▸ TASK STATEMENT
Copy every one of the entries below word for word, without changing anything.
:: DATASET RECORDS ::
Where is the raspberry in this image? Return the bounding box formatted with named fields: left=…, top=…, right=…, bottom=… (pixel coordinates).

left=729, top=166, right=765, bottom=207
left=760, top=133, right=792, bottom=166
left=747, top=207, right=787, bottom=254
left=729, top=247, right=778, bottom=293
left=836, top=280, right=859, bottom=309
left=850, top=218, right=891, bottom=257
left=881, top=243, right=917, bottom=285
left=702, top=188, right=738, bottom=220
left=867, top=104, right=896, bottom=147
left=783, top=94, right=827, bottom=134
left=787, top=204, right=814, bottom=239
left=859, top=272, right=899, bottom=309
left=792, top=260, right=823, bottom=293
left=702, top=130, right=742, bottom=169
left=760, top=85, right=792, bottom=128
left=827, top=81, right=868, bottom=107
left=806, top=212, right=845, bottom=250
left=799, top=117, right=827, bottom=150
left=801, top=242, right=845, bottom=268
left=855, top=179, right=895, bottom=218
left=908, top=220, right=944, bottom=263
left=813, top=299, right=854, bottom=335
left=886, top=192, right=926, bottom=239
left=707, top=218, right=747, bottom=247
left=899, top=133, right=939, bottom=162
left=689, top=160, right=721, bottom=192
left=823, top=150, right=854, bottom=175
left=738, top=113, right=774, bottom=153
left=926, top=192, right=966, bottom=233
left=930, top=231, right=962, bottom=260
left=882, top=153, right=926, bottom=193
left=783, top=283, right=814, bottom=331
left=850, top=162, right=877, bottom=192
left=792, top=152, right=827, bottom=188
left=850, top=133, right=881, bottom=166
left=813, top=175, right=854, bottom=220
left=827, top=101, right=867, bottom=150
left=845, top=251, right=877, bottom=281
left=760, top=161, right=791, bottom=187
:::
▸ EXERCISE SOLUTION
Where is the raspberry in this image? Return the bounding box formatted with named fields: left=…, top=…, right=…, bottom=… (pixel coordinates).

left=729, top=166, right=765, bottom=207
left=760, top=133, right=792, bottom=166
left=747, top=207, right=787, bottom=254
left=729, top=247, right=778, bottom=293
left=836, top=280, right=859, bottom=309
left=850, top=218, right=891, bottom=257
left=881, top=243, right=917, bottom=285
left=702, top=188, right=738, bottom=220
left=867, top=104, right=896, bottom=147
left=783, top=94, right=827, bottom=134
left=787, top=204, right=814, bottom=239
left=859, top=272, right=899, bottom=309
left=792, top=260, right=823, bottom=293
left=702, top=130, right=742, bottom=169
left=760, top=85, right=792, bottom=128
left=827, top=81, right=868, bottom=107
left=806, top=212, right=845, bottom=250
left=799, top=117, right=827, bottom=150
left=801, top=242, right=845, bottom=268
left=855, top=179, right=895, bottom=218
left=908, top=220, right=944, bottom=263
left=813, top=299, right=854, bottom=335
left=886, top=192, right=926, bottom=239
left=707, top=218, right=747, bottom=247
left=899, top=133, right=939, bottom=162
left=689, top=160, right=721, bottom=192
left=823, top=150, right=854, bottom=175
left=738, top=113, right=774, bottom=153
left=926, top=192, right=966, bottom=233
left=930, top=231, right=962, bottom=260
left=882, top=153, right=926, bottom=193
left=783, top=283, right=814, bottom=331
left=850, top=162, right=877, bottom=192
left=792, top=152, right=827, bottom=188
left=850, top=133, right=881, bottom=166
left=813, top=175, right=854, bottom=220
left=827, top=101, right=867, bottom=150
left=845, top=251, right=877, bottom=281
left=760, top=161, right=791, bottom=187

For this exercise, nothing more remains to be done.